TAREAS:
1. Transcribe el fragmento sobre errar y escribir. Empieza en "Errar y escribir" y termina en "desde donde enunciar.".
2. Enumera las acciones que, según el fragmento sobre errar y escribir, forman parte de la interacción entre errar y escribir.

FRAGMENTO DEL TEXTO:
= = = =

Errar y escribir resultan términos asociados: equivocarse, ocultar la tachadura, reescribir sobre el desliz, volver a enunciar; todo forma parte de esta interacción. Pero errar también puede suponer un destino: trasladarse, visitar distintos sitios, derivar en un texto a través de múltiples discursos constituyen modos del desplazamiento. Zigzag que los textos pueden exhibir y postular como poética. Mudar del cuento a la poesía, oscilar entre la noticia periodística y la crítica, deslizarse de la autobiografía al texto programático. Errar en una novela supone la contorsión de un movimiento continuo que hace del pasaje su procedimiento preferido. La errancia, entonces, se convierte en un destino. Un destino en el que, por una parte, se emplaza la escritura y, por otra, se adopta como una instancia desde donde enunciar.

= = = =

Datos extraídos
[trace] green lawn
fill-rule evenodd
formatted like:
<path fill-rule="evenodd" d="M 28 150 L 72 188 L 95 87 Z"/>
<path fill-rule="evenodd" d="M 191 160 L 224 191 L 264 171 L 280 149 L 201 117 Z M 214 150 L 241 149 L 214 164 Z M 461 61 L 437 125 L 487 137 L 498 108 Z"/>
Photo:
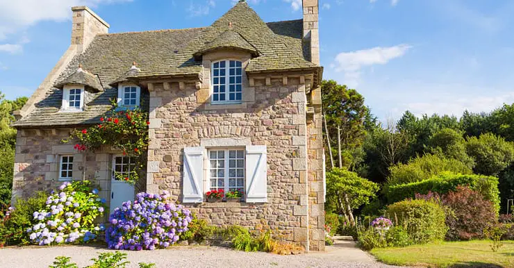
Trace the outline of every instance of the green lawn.
<path fill-rule="evenodd" d="M 504 241 L 492 252 L 486 240 L 445 242 L 404 248 L 375 249 L 371 251 L 379 261 L 388 265 L 429 267 L 514 267 L 514 241 Z"/>

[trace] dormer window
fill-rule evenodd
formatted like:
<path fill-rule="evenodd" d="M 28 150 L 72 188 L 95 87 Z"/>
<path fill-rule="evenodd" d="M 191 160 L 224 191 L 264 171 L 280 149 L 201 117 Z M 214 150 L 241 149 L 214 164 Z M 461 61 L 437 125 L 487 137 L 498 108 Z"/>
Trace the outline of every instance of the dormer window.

= = = =

RESPUESTAS:
1.
Errar y escribir resultan términos asociados: equivocarse, ocultar la tachadura, reescribir sobre el desliz, volver a enunciar; todo forma parte de esta interacción. Pero errar también puede suponer un destino: trasladarse, visitar distintos sitios, derivar en un texto a través de múltiples discursos constituyen modos del desplazamiento. Zigzag que los textos pueden exhibir y postular como poética. Mudar del cuento a la poesía, oscilar entre la noticia periodística y la crítica, deslizarse de la autobiografía al texto programático. Errar en una novela supone la contorsión de un movimiento continuo que hace del pasaje su procedimiento preferido. La errancia, entonces, se convierte en un destino. Un destino en el que, por una parte, se emplaza la escritura y, por otra, se adopta como una instancia desde donde enunciar.

2. Equivocarse; ocultar la tachadura; reescribir sobre el desliz; volver a enunciar.